__Vorliegender Auszug__.
>>>
Was kümmert mich mein Geschwätz von gestern: Als er noch für die Deutsche Bank arbeitete, warnte Walter Klug seine Kollegen vor Größenwahn. Niemand habe die Kompetenz, neben dem Immobilienmarkt in Westeuropa" auch die Marktentwicklung in Asien oder in den USA richtig einzuschätzen". Ab 2005, als Geschäftsführer des Morgan-Stanley-Immobilienfonds, kaufte Klug dann aber weltweit fröhlich ein, für 2,2 Milliarden Euro; in Europa, Japan, Hongkong, Singapur und den USA. Er kaufte zu viel und zu teuer: Im Krisen-September 2008 forderten Anleger massiv ihr Geld zurück. Morgan Stanley aber machte den Fonds P2 Value dicht, nimmt seither keine Anteilsscheine mehr zurück. Notverkäufe und massive Abwertungen minderten das Vermögen des einst als sicher eingeschätzten Fonds seither um 50 Prozent.
<<<
__Bereitgestellte Angaben__.
>>>
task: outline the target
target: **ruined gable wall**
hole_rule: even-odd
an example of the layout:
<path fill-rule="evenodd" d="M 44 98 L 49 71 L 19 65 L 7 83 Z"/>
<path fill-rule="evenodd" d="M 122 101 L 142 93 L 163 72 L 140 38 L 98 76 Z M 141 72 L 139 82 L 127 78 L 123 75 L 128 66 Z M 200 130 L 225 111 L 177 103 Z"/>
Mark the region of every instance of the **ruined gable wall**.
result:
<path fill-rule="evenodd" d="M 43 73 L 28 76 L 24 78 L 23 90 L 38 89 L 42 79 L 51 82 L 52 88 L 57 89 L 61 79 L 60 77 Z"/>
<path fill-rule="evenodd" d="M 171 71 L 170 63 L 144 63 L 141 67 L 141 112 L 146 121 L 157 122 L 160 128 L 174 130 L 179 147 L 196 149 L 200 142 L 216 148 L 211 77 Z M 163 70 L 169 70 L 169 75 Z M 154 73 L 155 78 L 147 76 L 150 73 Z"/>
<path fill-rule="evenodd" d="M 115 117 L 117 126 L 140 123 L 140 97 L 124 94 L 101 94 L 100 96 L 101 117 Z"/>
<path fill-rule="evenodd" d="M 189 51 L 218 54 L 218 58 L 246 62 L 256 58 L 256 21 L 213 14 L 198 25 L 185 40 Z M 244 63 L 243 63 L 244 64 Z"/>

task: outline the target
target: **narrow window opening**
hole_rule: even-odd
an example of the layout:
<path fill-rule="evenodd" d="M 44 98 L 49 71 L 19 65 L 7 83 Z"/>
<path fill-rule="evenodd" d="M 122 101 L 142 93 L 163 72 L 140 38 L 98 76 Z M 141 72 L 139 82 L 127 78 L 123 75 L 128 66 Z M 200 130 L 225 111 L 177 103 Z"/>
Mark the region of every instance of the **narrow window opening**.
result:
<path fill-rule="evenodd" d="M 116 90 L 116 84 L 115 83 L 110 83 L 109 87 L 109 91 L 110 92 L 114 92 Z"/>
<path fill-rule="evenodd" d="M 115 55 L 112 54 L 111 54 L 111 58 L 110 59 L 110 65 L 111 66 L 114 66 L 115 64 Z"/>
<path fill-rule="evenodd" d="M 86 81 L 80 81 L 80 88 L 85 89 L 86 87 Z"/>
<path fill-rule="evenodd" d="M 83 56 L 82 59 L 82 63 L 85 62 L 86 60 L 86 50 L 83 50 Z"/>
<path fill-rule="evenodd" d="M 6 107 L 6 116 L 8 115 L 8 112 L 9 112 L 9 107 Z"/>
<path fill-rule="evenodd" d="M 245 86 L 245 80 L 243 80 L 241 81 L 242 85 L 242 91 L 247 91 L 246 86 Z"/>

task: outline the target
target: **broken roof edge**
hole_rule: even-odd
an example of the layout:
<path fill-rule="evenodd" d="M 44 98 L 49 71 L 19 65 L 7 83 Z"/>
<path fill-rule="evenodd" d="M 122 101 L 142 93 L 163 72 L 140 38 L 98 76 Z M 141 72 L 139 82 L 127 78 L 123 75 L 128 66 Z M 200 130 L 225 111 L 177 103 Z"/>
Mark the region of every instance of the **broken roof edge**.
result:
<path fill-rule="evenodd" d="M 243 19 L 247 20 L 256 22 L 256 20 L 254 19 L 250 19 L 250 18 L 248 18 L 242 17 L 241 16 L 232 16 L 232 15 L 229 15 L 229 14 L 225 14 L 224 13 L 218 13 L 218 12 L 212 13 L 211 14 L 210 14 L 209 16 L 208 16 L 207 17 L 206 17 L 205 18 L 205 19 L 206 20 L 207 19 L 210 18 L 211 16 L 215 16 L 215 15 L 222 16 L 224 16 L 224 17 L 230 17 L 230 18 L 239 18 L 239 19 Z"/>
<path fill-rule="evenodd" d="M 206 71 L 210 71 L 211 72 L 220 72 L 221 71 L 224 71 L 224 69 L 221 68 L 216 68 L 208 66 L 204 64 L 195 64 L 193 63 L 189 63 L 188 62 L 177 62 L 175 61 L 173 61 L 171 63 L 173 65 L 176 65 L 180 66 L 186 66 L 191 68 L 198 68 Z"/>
<<<
__Gestellte Aufgabe 1__. Gib den Abschnitt des Auszugs über den Morgan-Stanley-Immobilienfonds wieder, beginnend bei „Was kümmert mich“ und endend bei „seither um 50 Prozent.“, und benenne dabei „Anleger“ in „Investoren“ um.
__Gestellte Aufgabe 2__. Schreibe fort, was im Auszug über den Morgan-Stanley-Immobilienfonds nach dem letzten Satz folgt.
Die Zeilen spielen hierfür keine Rolle.

__Schriftliche Antwort 1__.
Was kümmert mich mein Geschwätz von gestern: Als er noch für die Deutsche Bank arbeitete, warnte Walter Klug seine Kollegen vor Größenwahn. Niemand habe die Kompetenz, neben dem Immobilienmarkt in Westeuropa" auch die Marktentwicklung in Asien oder in den USA richtig einzuschätzen". Ab 2005, als Geschäftsführer des Morgan-Stanley-Immobilienfonds, kaufte Klug dann aber weltweit fröhlich ein, für 2,2 Milliarden Euro; in Europa, Japan, Hongkong, Singapur und den USA. Er kaufte zu viel und zu teuer: Im Krisen-September 2008 forderten Investoren massiv ihr Geld zurück. Morgan Stanley aber machte den Fonds P2 Value dicht, nimmt seither keine Anteilsscheine mehr zurück. Notverkäufe und massive Abwertungen minderten das Vermögen des einst als sicher eingeschätzten Fonds seither um 50 Prozent.

__Schriftliche Antwort 2__.
87 Milliarden Euro stecken heute in offenen Immobilienfonds. In Fonds, die per Gesetz als mündelsichere Anlagen definiert sind, als Witwen- und Waisenpapiere. Doch die Waisen sitzen auf dem Trockenen: Neun Immobilienfonds und ein milliardenschwerer Immobilien-Dachfonds von Allianz Global Investors zahlen Anleger zurzeit nicht mehr aus. Mit den zwei schlechtesten Fonds, Degi Europa und Morgan Stanley P2 Value, haben Anleger allein seit Januar 23 und 37 Prozent verloren.

Dickschiffe mit Wertsteigerungen

Erstaunlich: Die Dickschiffe unter den 22 für Privatanleger relevanten Fonds weisen weiter Wertsteigerungen aus. Anleger, animiert von Bankberatern, die weiter das Hohelied vom sicheren Fonds singen, zahlen bei Deka, Union Investment und der Deutsche-Bank-Tochter RREEF weiter neue Gelder ein. Unterm Strich flossen ihren Immobilienfonds in diesem Jahr 2,6 Milliarden Euro zu. Notverkäufe und harte Abwertungen von Immobilien, die zu einem wenig verkaufsfördernden Verfall der Anteilspreise führen würden, scheinen bei den großen Fonds nicht notwendig. Es fließt ja immer genügend Geld nach.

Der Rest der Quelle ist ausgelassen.